TASK TO CARRY OUT:
Copy nothing but the lines running from the one containing "Consider the photo above. For every instance of the gray" through the end of the listing below. Drop the pictures.
---- MATERIAL SUPPLIED
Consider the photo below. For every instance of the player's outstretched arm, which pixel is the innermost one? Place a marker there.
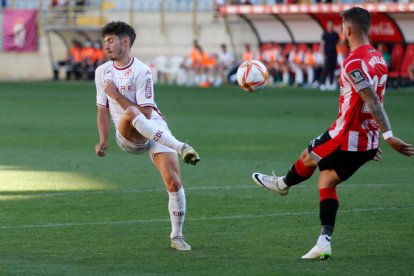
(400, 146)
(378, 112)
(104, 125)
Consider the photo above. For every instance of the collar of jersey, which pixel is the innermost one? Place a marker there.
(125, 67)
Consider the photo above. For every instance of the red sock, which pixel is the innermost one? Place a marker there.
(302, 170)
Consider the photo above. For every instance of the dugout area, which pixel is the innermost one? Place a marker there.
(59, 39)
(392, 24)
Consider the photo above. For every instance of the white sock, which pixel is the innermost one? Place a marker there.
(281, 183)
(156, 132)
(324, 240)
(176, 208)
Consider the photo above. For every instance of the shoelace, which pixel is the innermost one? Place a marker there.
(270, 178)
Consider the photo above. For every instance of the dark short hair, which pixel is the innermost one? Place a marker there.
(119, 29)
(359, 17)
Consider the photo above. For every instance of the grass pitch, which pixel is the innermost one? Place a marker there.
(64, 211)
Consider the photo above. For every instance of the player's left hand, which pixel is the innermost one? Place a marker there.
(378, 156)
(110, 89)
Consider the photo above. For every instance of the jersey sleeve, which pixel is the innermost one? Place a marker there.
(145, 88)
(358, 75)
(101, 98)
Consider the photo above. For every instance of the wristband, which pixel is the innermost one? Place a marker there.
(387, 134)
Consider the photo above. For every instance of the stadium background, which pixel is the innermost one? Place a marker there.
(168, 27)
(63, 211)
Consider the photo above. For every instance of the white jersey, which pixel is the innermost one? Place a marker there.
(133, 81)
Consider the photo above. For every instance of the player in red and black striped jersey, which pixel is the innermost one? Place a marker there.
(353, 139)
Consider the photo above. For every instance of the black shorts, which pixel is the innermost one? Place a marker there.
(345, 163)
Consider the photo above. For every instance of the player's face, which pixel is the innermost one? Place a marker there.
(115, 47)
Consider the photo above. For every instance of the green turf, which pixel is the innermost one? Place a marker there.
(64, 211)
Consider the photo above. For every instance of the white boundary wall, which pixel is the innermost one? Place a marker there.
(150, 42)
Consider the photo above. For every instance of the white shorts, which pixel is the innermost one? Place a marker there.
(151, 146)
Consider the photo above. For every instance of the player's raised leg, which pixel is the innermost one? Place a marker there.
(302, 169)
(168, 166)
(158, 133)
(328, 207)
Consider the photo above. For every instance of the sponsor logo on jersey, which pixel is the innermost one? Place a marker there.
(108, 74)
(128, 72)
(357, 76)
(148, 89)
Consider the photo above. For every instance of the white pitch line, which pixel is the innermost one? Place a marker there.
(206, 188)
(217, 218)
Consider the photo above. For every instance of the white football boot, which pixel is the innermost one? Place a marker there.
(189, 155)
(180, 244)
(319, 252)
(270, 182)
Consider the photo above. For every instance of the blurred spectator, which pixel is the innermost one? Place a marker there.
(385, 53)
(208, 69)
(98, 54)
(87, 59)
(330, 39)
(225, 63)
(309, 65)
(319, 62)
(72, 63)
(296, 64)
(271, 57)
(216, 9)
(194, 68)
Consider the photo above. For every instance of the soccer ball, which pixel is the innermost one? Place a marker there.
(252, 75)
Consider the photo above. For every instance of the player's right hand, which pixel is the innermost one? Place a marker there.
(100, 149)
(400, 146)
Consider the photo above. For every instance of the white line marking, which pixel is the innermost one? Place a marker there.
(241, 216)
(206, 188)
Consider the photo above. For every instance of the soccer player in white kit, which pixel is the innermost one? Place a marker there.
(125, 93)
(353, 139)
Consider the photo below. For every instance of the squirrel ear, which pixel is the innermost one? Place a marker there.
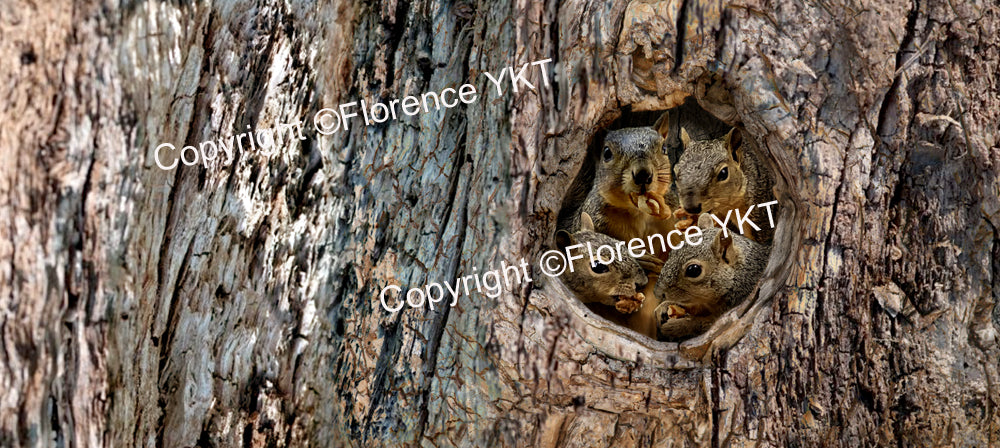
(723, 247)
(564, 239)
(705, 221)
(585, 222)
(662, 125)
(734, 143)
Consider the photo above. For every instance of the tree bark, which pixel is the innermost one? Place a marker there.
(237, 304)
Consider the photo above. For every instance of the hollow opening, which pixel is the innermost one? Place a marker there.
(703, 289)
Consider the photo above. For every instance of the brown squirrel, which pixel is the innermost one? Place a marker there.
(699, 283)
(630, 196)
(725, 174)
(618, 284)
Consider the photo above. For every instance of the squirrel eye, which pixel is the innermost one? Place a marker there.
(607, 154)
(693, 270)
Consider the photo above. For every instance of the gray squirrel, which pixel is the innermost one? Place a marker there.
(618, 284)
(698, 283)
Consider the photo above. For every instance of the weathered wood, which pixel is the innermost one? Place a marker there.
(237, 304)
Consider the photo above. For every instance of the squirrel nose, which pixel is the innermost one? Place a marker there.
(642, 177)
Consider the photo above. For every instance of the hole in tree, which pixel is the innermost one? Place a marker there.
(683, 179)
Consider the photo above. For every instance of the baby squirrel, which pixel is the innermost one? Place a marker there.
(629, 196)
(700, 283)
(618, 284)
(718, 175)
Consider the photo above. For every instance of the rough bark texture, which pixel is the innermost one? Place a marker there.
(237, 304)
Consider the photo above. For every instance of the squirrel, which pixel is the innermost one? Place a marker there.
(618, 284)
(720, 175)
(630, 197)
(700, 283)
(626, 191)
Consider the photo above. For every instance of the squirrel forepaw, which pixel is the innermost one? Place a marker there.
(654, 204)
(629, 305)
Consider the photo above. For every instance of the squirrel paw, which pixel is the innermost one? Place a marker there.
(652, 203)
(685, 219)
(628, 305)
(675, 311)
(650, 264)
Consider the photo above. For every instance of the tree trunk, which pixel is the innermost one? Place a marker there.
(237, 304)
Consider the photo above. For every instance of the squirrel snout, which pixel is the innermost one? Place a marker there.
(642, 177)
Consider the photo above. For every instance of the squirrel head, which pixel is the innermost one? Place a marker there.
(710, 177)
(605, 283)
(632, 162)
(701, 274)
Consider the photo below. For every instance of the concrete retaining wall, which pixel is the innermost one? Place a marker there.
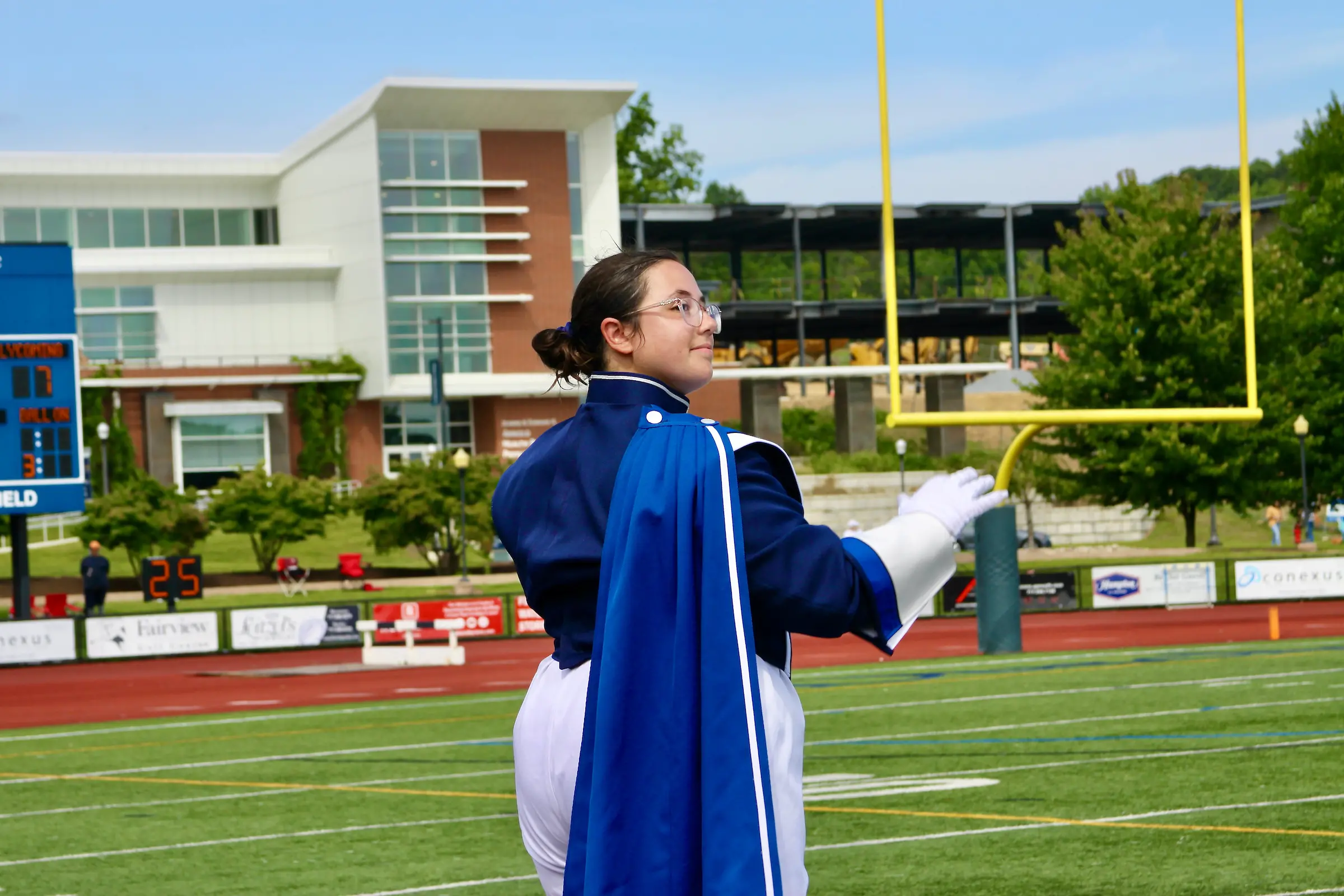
--------
RESPONSE:
Consider the photo above. For every instance of the gray squirrel, which pixel is the innermost one? Place a marker there.
(618, 284)
(698, 283)
Consider the photo above. For every instance of the weathered wood, which pixel is the innermost one? Place a marker there.
(237, 304)
Consider the photo above. For every instance of the squirrel nose, which pixel is the innermost one? Place a marker there.
(642, 177)
Consider the photo above. For every instance of the hole in tree, which pixel is the innermost one? Place a marker there.
(683, 179)
Consider the photo above. For every instance of the baby squirrel, which pixel is the innermost one? Place a marker there.
(629, 196)
(700, 283)
(618, 284)
(718, 175)
Consider the photo above. For every instance of the rough bark texture, which pixel is the innermost one? Place a marker there.
(237, 304)
Consider the photo above. For every instance of the squirrel, which pixel is the innermost one? Place a marker there.
(618, 284)
(720, 175)
(630, 197)
(700, 283)
(626, 191)
Consider the photo above. For every instance of the squirrel forepaw, which pixel is the innermost one? Place a marker there.
(654, 204)
(629, 305)
Consider the photo above. For every instance of the squirrel paw, which pixel is the innermost one? Place a marker there.
(652, 203)
(685, 219)
(628, 305)
(675, 311)
(650, 264)
Consider the photo above. For every instance of the tree trunk, which pixel is the innermost one? Place a marker there.
(237, 304)
Consider the photo above. For every instance of the squirrel snout, which pixel is the innermost one? Place a marker there.
(642, 177)
Consider the photo above. For every instance of the squirrel head, which pixel is the innermost one? Place a marker there.
(710, 177)
(605, 283)
(632, 162)
(701, 274)
Consider the photo below. For every instance of the concrete retaining wall, which pixel is the innermost one? Place a marker there.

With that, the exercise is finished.